◆ Exercise prompt: Reproduce the lines of the material below word for word, from the line containing "Detect the evergreen" down through the line containing "[20,113,72,122]", both of those lines included.

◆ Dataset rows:
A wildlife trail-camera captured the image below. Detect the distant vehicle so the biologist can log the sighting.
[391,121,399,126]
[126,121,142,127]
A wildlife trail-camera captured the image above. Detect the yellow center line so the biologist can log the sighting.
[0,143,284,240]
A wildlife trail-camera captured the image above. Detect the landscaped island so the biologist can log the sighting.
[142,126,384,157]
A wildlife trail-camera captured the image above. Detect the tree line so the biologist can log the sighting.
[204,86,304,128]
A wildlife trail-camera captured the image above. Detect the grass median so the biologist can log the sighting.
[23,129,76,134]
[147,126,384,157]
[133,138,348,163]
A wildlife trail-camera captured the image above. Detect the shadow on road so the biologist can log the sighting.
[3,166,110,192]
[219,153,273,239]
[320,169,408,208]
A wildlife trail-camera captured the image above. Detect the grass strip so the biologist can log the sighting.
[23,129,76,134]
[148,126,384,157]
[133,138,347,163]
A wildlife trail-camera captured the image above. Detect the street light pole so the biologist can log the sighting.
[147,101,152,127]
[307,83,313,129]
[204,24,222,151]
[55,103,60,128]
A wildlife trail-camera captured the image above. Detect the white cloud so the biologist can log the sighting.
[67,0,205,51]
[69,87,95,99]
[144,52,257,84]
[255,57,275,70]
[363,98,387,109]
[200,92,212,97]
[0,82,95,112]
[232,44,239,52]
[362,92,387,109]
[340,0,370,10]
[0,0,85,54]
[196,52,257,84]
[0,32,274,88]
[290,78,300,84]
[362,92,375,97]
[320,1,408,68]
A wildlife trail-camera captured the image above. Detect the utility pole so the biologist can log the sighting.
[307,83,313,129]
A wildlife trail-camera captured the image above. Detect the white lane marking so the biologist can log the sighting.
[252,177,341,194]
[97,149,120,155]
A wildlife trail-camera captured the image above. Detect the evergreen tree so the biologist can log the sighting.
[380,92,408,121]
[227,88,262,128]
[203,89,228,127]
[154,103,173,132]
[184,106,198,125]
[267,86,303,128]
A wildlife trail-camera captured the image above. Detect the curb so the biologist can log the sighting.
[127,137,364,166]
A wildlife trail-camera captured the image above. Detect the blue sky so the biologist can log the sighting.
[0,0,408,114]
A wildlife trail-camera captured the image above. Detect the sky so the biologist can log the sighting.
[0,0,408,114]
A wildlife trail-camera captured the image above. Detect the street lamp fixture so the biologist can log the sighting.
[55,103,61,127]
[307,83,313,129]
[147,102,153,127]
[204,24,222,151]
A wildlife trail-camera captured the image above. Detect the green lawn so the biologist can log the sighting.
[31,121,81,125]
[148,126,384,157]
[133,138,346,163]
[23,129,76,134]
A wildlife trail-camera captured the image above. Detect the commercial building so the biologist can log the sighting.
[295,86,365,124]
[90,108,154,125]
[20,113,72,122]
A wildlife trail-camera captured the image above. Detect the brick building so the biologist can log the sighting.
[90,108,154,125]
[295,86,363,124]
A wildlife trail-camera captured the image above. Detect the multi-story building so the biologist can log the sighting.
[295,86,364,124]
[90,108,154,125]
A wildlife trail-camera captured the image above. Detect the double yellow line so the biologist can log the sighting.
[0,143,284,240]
--
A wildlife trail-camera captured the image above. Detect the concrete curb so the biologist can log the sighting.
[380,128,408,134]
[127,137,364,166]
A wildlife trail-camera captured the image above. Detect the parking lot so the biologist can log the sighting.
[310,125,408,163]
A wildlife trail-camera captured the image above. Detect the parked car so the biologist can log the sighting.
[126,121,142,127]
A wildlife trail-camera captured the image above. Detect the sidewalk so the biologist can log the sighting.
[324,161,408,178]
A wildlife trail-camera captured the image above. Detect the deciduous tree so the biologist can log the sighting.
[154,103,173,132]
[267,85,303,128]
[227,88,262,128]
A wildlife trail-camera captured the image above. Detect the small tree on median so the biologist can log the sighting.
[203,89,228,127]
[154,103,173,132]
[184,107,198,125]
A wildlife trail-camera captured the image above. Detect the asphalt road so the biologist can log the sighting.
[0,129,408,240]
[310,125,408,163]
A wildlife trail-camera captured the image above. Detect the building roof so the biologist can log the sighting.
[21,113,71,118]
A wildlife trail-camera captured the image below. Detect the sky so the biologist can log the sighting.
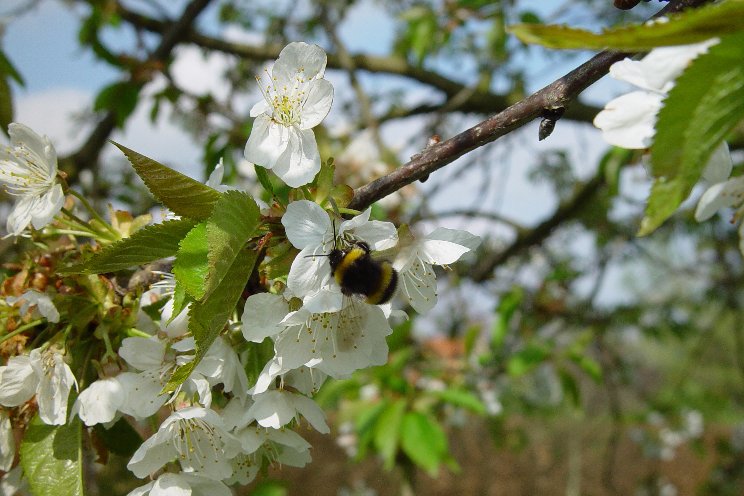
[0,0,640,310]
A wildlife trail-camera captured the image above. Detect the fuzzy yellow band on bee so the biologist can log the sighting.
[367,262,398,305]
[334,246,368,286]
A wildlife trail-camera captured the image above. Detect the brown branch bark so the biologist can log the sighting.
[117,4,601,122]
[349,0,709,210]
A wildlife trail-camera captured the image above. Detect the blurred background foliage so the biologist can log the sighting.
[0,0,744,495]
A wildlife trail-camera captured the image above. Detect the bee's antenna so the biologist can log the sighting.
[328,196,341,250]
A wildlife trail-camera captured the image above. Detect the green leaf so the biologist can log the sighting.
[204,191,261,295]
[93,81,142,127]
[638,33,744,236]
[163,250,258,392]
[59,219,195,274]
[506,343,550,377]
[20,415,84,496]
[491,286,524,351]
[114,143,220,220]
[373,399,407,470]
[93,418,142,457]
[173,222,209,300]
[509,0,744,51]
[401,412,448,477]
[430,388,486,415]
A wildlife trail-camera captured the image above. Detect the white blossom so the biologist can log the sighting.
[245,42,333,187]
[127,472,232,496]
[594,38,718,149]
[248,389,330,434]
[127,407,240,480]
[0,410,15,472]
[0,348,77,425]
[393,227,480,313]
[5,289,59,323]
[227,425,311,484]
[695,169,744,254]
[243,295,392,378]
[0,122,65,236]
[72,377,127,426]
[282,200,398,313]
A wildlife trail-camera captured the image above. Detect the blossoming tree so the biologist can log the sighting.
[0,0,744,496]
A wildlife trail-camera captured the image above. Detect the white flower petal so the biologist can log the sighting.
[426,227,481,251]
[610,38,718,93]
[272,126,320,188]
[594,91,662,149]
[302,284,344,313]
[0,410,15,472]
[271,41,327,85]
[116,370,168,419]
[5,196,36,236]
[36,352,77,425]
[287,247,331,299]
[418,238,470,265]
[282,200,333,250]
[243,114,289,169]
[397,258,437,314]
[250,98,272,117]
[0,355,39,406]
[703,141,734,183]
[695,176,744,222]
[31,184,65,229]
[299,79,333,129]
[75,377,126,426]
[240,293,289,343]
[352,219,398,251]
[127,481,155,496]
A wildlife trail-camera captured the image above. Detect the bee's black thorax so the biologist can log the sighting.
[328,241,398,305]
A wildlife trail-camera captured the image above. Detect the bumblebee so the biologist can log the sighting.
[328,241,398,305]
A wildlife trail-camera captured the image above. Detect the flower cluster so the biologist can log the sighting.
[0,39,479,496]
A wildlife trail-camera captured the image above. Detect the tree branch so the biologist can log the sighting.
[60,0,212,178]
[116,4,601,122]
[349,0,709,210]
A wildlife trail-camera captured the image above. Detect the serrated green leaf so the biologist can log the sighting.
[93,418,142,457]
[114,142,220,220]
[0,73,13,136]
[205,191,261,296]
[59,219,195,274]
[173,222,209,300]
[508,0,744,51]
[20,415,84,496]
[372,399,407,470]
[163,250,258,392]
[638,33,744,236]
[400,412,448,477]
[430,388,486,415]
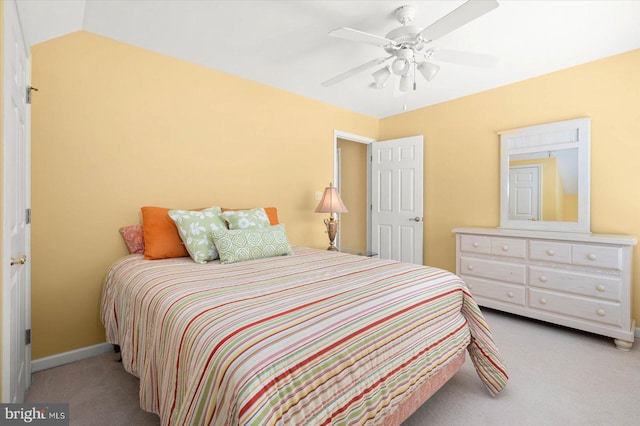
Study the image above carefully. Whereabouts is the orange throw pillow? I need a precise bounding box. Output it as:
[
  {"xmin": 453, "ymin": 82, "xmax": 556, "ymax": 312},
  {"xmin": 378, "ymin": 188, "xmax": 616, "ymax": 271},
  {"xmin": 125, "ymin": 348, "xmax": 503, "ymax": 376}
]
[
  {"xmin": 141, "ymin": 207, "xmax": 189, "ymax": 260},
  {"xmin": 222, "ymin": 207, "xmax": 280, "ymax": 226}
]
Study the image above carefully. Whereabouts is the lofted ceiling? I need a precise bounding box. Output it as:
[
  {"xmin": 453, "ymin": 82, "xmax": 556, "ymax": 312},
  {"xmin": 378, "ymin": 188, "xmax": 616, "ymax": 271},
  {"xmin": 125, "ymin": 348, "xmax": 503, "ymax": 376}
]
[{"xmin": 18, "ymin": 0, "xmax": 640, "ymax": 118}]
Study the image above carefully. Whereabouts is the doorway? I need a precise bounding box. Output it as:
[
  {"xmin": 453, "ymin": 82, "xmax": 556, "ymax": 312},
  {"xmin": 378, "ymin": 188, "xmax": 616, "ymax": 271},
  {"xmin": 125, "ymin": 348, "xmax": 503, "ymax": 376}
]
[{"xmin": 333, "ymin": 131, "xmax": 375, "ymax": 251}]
---
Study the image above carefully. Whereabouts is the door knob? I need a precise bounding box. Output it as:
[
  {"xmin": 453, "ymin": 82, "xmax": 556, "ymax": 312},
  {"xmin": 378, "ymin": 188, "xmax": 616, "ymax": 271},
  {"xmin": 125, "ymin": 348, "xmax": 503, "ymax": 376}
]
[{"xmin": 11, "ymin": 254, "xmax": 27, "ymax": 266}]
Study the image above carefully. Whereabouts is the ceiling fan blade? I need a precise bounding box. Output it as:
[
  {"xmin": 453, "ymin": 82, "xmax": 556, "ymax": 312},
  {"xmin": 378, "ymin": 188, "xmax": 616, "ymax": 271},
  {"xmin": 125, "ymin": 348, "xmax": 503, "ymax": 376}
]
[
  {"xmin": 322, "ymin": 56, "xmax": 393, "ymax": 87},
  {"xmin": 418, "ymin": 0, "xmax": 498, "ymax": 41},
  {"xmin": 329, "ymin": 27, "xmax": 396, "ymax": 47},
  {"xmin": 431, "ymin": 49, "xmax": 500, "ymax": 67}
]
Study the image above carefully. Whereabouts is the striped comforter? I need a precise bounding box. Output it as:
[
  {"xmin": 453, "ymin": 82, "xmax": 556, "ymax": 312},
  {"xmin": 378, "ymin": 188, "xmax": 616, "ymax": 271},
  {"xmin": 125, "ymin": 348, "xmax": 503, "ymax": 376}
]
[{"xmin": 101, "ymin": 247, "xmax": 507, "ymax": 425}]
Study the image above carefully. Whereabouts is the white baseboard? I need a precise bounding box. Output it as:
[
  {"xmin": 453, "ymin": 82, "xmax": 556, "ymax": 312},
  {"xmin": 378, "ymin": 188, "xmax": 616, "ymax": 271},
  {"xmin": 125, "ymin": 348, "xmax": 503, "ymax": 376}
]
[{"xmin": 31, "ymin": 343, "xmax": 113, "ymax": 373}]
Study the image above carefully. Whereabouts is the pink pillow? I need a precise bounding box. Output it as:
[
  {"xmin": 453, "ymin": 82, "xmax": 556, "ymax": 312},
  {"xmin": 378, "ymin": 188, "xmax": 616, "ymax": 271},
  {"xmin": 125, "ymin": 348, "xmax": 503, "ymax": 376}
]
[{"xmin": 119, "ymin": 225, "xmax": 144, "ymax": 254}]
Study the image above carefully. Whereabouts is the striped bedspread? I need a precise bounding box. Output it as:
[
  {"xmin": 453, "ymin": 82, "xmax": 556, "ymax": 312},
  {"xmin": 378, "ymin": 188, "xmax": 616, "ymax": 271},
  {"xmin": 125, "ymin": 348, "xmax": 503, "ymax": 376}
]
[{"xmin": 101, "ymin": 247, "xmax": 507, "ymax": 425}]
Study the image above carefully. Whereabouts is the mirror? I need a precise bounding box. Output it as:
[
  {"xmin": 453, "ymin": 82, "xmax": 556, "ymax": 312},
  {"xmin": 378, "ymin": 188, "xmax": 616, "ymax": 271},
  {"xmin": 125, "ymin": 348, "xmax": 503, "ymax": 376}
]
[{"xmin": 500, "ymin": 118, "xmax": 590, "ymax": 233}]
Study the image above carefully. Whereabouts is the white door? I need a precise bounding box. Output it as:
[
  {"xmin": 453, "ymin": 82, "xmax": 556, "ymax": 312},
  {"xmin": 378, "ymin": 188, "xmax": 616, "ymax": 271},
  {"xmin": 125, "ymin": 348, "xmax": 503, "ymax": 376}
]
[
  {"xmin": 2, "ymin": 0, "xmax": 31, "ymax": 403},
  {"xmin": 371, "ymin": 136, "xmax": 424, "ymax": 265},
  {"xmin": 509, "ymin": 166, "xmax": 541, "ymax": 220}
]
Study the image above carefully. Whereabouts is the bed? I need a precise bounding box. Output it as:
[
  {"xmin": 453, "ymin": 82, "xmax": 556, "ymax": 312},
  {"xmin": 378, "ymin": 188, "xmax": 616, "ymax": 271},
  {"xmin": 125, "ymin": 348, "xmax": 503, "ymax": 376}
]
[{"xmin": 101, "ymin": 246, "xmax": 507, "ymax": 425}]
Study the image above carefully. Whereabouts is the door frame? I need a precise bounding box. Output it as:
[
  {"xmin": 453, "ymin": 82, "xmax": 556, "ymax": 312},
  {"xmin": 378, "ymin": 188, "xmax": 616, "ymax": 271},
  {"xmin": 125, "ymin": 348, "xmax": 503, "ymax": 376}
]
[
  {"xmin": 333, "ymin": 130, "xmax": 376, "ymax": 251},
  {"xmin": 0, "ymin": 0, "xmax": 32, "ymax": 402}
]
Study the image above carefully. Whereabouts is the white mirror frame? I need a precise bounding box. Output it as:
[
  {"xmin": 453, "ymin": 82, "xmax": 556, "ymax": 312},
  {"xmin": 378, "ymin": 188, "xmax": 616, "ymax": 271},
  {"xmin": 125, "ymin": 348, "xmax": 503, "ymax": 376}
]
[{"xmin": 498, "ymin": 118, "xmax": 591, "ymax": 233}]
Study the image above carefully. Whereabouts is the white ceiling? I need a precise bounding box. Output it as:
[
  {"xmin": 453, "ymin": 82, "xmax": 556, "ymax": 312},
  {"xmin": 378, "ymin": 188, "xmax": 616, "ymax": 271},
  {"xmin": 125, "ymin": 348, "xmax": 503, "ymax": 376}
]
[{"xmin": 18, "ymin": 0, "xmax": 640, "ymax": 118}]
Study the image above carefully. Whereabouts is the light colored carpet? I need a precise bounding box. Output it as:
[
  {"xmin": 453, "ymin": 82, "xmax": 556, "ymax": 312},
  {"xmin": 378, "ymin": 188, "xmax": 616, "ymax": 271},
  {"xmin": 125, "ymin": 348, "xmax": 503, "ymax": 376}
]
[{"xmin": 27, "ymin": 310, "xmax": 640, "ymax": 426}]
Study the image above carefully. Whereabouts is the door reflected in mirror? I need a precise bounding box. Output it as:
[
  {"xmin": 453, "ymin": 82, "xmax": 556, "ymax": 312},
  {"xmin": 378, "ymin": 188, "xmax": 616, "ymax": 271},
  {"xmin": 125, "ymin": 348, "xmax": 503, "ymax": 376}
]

◆ Task response:
A wildlife trail-camera captured the image above. Detect the evergreen tree so the biologist can log the sighting.
[380,92,408,121]
[227,88,262,128]
[203,89,228,127]
[154,103,173,132]
[184,106,198,125]
[267,86,303,128]
A wildlife trail-camera captured the image above. Detect the curb so the biologist can log the sighting.
[127,137,364,166]
A wildlife trail-camera captured the image above. Detect the blue sky so the biologist can log the sighting.
[0,0,408,114]
A wildlife trail-camera captured the image above. Detect the sky so the biologist can log the sighting.
[0,0,408,114]
A wildlife trail-camera captured the image above. Detect the street lamp fixture so the biologist can log the sighting.
[55,103,61,127]
[307,83,313,129]
[147,102,153,127]
[204,24,222,151]
A wildlife trail-camera captured the image above. Detect the green lawn so the biologist can log the sighting.
[31,121,81,125]
[148,126,384,157]
[133,138,346,163]
[23,129,76,134]
A wildlife trail-camera captured the image above. Detect the commercial building so the biologist can log the sighting.
[295,86,365,124]
[90,108,154,125]
[20,113,72,122]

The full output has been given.